— START OF Data in this exercise —

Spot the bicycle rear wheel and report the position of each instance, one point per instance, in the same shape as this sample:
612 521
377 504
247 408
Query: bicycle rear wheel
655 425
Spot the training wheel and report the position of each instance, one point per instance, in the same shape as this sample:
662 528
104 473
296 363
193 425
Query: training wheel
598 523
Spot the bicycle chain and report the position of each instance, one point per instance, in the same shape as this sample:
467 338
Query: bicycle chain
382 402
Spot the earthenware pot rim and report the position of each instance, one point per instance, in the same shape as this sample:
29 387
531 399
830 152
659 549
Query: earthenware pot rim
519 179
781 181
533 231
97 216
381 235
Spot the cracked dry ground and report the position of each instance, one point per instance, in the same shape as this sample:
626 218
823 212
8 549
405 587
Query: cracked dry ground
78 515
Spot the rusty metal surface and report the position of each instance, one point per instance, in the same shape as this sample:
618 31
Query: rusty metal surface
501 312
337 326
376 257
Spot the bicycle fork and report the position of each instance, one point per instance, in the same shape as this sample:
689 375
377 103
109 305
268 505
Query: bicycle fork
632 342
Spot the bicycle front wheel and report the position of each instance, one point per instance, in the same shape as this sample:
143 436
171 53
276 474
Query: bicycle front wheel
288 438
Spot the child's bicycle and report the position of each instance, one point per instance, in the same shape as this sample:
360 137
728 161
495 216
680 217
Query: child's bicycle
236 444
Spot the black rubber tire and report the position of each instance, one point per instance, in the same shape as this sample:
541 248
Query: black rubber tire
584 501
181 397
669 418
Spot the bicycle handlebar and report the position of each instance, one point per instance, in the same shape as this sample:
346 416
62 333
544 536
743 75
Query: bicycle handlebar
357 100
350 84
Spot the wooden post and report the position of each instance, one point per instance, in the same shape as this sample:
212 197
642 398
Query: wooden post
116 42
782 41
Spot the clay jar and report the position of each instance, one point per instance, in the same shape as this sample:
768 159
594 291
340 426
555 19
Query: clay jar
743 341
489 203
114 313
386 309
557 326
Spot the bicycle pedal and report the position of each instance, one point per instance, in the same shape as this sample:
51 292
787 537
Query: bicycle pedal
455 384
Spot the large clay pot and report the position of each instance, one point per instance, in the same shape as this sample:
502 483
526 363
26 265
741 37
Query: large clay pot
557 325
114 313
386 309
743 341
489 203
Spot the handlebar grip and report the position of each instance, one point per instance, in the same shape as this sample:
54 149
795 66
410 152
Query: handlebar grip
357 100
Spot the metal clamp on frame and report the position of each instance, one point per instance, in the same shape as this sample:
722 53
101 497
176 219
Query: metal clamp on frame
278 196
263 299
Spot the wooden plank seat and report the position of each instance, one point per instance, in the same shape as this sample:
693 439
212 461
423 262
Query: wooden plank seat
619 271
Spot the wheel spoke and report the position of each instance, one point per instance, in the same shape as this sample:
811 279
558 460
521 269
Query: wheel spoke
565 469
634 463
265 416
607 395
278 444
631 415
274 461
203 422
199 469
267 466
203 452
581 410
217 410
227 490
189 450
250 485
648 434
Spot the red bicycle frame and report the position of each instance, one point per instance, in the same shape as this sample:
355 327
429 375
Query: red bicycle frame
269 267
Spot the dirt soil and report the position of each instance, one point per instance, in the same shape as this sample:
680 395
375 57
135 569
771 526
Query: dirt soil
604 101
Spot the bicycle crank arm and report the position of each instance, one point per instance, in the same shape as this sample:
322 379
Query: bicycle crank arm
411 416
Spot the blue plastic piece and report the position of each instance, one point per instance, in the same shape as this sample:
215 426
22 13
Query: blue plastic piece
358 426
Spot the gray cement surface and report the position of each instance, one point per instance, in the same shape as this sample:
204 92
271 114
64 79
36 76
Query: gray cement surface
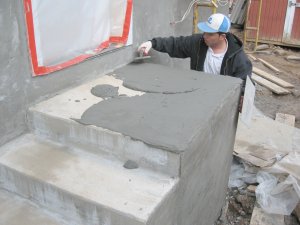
105 91
19 89
168 121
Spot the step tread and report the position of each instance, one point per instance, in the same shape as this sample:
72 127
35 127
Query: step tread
15 210
101 181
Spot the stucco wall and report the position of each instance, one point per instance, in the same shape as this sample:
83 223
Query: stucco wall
18 89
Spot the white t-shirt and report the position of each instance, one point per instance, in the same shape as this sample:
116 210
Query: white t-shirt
213 62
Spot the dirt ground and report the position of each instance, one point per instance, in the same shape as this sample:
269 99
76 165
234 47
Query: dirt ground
266 101
270 103
239 203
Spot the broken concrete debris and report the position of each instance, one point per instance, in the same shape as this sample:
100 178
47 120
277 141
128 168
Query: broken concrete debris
278 191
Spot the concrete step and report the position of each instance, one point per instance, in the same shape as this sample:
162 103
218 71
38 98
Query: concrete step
15 210
84 188
54 119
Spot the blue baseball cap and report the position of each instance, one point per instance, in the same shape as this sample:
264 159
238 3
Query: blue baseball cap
215 23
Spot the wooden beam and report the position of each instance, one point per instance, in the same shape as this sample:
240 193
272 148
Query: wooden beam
272 78
269 65
286 119
252 57
273 87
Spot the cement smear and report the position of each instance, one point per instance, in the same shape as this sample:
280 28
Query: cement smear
167 121
153 78
105 91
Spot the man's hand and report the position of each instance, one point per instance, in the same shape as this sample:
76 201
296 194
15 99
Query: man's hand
241 104
145 47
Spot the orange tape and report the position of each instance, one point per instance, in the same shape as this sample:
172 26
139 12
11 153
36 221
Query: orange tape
43 70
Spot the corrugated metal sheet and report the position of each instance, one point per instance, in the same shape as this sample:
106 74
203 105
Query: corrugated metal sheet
272 19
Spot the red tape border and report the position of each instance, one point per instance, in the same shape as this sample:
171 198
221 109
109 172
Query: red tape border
43 70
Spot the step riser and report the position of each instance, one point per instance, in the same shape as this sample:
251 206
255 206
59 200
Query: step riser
75 209
104 142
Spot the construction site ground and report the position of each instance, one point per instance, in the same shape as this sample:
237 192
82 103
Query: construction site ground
240 203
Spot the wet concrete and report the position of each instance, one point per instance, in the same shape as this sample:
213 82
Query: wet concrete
105 91
170 118
152 78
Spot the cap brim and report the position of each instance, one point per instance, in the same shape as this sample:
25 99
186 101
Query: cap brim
203 27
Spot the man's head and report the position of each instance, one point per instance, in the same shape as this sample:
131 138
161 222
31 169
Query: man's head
215 23
215 29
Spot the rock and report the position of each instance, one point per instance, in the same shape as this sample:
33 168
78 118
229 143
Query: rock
297 211
251 188
247 203
262 47
293 57
296 93
280 51
268 52
290 220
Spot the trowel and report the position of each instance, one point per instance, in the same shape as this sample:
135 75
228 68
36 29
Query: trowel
141 57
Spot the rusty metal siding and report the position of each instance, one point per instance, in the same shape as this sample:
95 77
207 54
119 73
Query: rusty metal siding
272 19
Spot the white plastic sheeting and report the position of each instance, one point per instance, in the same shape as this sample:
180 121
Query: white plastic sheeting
65 32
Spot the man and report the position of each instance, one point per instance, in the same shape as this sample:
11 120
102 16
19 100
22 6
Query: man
215 51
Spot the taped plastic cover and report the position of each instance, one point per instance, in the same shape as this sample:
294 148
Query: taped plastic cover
65 32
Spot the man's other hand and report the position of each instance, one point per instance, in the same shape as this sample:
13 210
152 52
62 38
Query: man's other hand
145 47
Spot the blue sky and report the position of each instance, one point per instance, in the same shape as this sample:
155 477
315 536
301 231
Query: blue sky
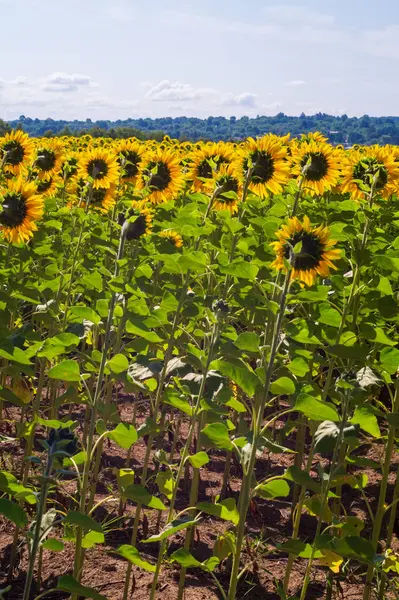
109 59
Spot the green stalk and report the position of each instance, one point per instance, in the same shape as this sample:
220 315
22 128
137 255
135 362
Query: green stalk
245 494
383 492
79 555
36 536
186 450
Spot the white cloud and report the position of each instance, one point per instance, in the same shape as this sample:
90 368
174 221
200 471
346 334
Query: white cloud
66 82
382 42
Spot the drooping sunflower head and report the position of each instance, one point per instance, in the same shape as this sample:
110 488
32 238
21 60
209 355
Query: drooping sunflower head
16 150
173 237
101 166
161 176
319 165
138 221
70 166
21 207
130 156
309 251
206 162
374 167
263 162
48 158
227 188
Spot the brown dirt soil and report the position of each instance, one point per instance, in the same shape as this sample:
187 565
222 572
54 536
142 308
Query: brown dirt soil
269 523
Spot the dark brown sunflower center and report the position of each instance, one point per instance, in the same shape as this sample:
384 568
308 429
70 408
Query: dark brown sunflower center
43 185
15 152
204 168
318 166
263 166
136 229
367 169
13 210
132 161
45 159
97 168
161 178
97 196
311 253
227 184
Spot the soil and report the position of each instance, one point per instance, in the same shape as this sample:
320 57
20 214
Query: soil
269 522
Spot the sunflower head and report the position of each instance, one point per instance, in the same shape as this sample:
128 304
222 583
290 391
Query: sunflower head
99 165
21 207
227 187
263 162
138 222
319 165
161 176
16 150
304 250
173 237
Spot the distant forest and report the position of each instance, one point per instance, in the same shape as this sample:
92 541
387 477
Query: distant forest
339 130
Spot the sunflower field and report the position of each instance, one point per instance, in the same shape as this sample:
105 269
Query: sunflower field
199 351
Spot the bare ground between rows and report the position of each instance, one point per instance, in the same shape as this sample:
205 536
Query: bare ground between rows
268 523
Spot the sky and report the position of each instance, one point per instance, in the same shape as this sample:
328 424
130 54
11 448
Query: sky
115 59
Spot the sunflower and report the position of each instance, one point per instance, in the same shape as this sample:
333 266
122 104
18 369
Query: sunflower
206 161
48 158
264 161
228 187
21 207
45 187
318 163
131 153
173 237
315 255
101 165
361 168
16 150
161 174
140 222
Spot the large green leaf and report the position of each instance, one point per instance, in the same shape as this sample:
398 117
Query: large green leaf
131 554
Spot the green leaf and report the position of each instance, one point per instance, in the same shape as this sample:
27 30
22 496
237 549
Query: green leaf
277 488
84 521
218 435
67 370
124 434
240 373
226 510
240 269
389 359
199 459
13 512
85 313
138 328
282 386
298 367
329 316
365 417
118 363
67 583
302 478
249 341
140 495
53 545
131 554
171 528
315 409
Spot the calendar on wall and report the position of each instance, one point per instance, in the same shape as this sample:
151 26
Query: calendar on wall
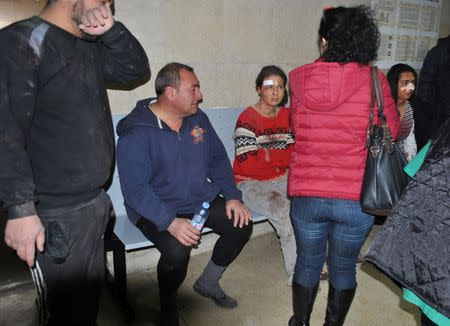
408 29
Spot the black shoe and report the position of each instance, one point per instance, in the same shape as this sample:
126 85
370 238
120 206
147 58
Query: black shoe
303 301
168 318
222 300
338 304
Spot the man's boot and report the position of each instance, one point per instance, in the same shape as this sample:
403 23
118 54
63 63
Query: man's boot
338 304
303 301
168 315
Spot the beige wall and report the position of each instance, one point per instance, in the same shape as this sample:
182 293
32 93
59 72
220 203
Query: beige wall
226 41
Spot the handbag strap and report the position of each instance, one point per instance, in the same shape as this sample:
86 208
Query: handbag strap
376 95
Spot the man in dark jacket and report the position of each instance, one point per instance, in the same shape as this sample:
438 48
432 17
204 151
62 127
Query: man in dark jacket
166 152
413 246
57 146
434 82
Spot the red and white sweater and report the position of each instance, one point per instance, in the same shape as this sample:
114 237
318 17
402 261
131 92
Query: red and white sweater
263 145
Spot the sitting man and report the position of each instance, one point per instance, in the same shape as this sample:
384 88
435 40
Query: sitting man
166 152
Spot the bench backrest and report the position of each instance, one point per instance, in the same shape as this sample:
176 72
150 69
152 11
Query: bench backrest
223 121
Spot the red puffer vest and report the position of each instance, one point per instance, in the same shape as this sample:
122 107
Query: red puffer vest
330 105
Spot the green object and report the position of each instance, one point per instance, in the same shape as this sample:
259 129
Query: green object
430 312
414 165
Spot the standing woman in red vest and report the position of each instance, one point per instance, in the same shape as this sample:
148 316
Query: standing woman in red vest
330 104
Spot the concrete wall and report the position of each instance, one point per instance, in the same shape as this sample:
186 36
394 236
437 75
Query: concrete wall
226 41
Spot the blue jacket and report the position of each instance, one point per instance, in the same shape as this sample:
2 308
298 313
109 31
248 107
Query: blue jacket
164 173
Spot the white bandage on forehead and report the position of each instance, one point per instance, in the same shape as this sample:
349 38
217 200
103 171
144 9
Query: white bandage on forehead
409 87
268 82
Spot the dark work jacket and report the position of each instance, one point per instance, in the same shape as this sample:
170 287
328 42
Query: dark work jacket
56 135
413 246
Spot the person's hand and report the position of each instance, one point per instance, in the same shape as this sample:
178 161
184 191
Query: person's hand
237 210
24 234
98 20
183 231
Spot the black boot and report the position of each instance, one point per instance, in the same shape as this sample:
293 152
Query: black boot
168 304
339 302
303 301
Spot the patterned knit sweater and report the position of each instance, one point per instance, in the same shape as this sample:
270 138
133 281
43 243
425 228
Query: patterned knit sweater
263 145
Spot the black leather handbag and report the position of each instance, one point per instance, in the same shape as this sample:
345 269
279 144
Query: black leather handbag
384 178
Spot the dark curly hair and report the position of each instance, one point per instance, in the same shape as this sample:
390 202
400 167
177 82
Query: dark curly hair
393 76
272 71
351 33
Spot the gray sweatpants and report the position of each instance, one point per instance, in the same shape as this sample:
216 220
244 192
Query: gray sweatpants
269 198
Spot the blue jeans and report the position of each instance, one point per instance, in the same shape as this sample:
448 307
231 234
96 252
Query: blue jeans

— END OF Data in this exercise —

◆ **What you need to do**: Copy exactly the lines of the listing above, beginning at the line with "Spot the black leather" and ending at its final line; write out nothing else.

◆ **The solution**:
Spot the black leather handbag and report the position of each instance, one point per instance, in the same shape as this sample:
345 269
279 144
Query: black leather handbag
384 178
Spot the dark curly hair and report the position of each instance, one point per instance, in the same shape as this sample:
390 202
400 167
177 82
Query: dark curly hair
393 76
272 71
351 33
Spot the gray sweatpants and report the position of each instance, one point per instance, in the same shape as this sample:
216 220
244 192
Query: gray sweatpants
269 198
Spot the blue jeans and report the position of each instance, one point per instance, in the same shape as this sample:
448 307
231 234
96 252
Query: blue jeans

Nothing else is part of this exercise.